- **Vos tâches**
**A.** Répondez aux questions suivantes d'après le texte proposé sur le livre « Mon vrai nom est Elisabeth ».
(i) Pendant combien d'années l'arrière-grand-mère de l'auteure a-t-elle été internée dans un hôpital psychiatrique ?
(ii) Combien d'enfants Betsy avait-elle ?
(iii) Grâce à quoi Betsy a-t-elle pu sortir de l'hôpital ?
**B.** Poursuivez le texte proposé sur le livre « Mon vrai nom est Elisabeth » en reprenant après sa dernière phrase.

Gap -  Hautes-Alpes

Mon vrai nom est Elisabeth

Adèle Yon

Ed. du Sous-sol, 2025

 











 

 

Ce récit tient à la fois du roman autobiographique et de l’essai féministe. Adèle Yon est chercheuse en sociologie, elle enquête auprès des membres de sa famille et fait des recherches d’archives afin de comprendre ce qui est arrivé à son arrière-grand-mère, lobotomisée puis internée dans un hôpital psychiatrique pendant 17 ans.

Elisabeth est dite « Betsy », Adèle Yon ne l’a pas connue. Betsy a été diagnostiquée schizophrène dans les années 1950. Depuis, la schizophrénie est une histoire de famille. Plusieurs membres de sa famille ont alerté l’auteure sur sa prédisposition à développer cette pathologie. Curieuse et inquiète, elle questionne son entourage afin de comprendre qui était Betsy. Mais celle-ci est un « non-sujet », ses enfants et petits-enfants ne la voyaient que rarement. Depuis sa mort, plus personne ne parle d’elle. Il reste seulement le souvenir d’une vieille dame un peu folle, avec une cavité de chaque côté du front.
Dans cette famille bourgeoise, les secrets sont nombreux. Qui est Betsy, pourquoi a-t-elle laissé si peu de souvenirs ? Pourquoi ses six enfants l’ont si peu vue ? L’auteure découvre, au fil de ses recherches, qu’à la suite d’un diagnostic de schizophrénie et afin de la « guérir », son mari lui a imposé plusieurs séries d’électrochocs ainsi qu’une cure de Sakel. Puis, il a négocié auprès des médecins afin qu’elle subisse une lobotomie, opération qui pouvait, selon lui, la rendre à nouveau normale et adaptée à leur monde patriarcal. Après ces traitements, elle ne lui convient toujours pas et il l’a fait interner dans un hôpital psychiatrique. 
Libérée de cet hôpital grâce à plusieurs réformes législatives, elle retrouve sa liberté, mais est à jamais diminuée par tout ce qu’elle a subi.

L’ouvrage est une plongée dans la psychiatrie des années 1950, une période où cette spécialité médicale, mais aussi la société tout entière, est marquée par la misogynie. L’homme décide et peut disposer du corps des femmes comme il l’entend.
Au cours du récit on découvre que Betsy était en réalité une femme libre. Elle voulait se marier afin de fuir son cadre familial incestueux. Mais elle s’est trop rapidement mariée avec un homme violent. Il n’acceptait pas qu’elle puisse disposer de son corps, choisir d’avoir ou non des relations sexuelles et des enfants. Il voulait en faire la parfaite femme au foyer, soumise, gentille et serviable. Elle ne correspondait pas au modèle que l’on attendait d’une femme bourgeoise des années 1950. Son mari l’a donc fait passer pour folle a négocié avec des médecins afin de la faire diagnostiquer schizophrène. Puis il lui a imposé une lobotomie.

- **Données fournies**
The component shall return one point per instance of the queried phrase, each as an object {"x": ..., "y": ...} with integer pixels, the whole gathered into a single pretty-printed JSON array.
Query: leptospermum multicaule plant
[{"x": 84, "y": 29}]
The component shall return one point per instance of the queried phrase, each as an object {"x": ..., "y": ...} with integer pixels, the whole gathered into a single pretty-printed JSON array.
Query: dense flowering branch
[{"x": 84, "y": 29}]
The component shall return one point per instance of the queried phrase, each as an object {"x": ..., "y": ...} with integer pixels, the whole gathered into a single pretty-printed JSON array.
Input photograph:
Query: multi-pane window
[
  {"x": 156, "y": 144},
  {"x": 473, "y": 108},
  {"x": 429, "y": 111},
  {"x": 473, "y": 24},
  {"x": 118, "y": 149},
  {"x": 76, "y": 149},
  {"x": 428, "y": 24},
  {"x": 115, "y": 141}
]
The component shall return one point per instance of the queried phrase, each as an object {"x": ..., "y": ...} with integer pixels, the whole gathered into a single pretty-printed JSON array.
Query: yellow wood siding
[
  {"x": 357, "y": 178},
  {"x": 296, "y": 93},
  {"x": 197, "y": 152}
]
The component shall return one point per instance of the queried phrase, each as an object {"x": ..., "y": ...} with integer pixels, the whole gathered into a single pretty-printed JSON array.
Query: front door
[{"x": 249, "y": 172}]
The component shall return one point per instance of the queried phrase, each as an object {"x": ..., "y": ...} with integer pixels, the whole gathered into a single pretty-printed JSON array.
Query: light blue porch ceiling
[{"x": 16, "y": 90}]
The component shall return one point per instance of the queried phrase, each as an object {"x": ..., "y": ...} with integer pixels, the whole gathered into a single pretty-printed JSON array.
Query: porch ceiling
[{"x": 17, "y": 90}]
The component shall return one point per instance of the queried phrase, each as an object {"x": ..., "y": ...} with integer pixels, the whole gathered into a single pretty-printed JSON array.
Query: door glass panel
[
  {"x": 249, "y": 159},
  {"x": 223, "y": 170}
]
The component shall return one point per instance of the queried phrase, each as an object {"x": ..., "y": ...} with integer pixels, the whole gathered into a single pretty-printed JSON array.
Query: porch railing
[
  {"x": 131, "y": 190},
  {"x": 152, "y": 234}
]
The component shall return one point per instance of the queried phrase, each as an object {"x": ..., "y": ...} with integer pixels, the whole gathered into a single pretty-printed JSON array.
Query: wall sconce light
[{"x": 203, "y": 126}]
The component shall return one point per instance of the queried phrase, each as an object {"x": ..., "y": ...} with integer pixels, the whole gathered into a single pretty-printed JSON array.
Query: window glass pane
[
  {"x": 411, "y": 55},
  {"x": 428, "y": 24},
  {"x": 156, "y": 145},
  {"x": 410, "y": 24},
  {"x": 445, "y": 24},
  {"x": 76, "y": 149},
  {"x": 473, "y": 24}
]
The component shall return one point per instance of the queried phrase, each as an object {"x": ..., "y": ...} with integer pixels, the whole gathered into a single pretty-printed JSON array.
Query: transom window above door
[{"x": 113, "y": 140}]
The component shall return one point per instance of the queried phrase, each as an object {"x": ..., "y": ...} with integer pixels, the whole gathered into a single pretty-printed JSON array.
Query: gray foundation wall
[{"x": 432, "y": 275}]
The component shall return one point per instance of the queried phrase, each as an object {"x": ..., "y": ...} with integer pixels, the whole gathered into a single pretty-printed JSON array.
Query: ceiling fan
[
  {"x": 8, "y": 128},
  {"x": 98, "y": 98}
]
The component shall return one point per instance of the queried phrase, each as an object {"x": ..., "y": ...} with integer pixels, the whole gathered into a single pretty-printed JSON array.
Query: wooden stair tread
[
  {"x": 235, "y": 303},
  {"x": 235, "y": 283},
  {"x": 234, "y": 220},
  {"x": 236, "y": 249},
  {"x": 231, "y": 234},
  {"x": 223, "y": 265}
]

- **Résultats obtenus**
**A.**
(i) Pendant 17 ans.
(ii) Six enfants.
(iii) Grâce à plusieurs réformes législatives.

**B.**
En parallèle de ses recherches sur sa famille, Adèle Yon enquête sur la lobotomie. Cette pratique, réalisée pour la première fois en 1935, a sévi jusque dans les années 1960. D’après ses recherches, la grande majorité des personnes opérées en France étaient des femmes (84%) souvent forcées par leur mari parce qu’elles ne convenaient pas à l’ordre patriarcal en place. « La question n’est pas : est-ce que la lobotomie guérit ? La question est : la lobotomie permet-elle de limiter les préjudices que le comportement du malade porte à son entourage ? Ainsi, à la suite d’une lobotomie, une patiente est déclarée guérie en fonction de sa seule capacité à évoluer dans un milieu sans en troubler l’ordre », en conclut l’auteure.
La lobotomie est une opération risquée, elle diminue cognitivement et affectivement un individu. Les personnes sont opérées seulement afin de devenir conformes aux exigences sociales, quitte à ce qu’elles deviennent abêties, apathiques, qu’elles présentent une incapacité mentale, ou même qu’elles risquent d’en mourir.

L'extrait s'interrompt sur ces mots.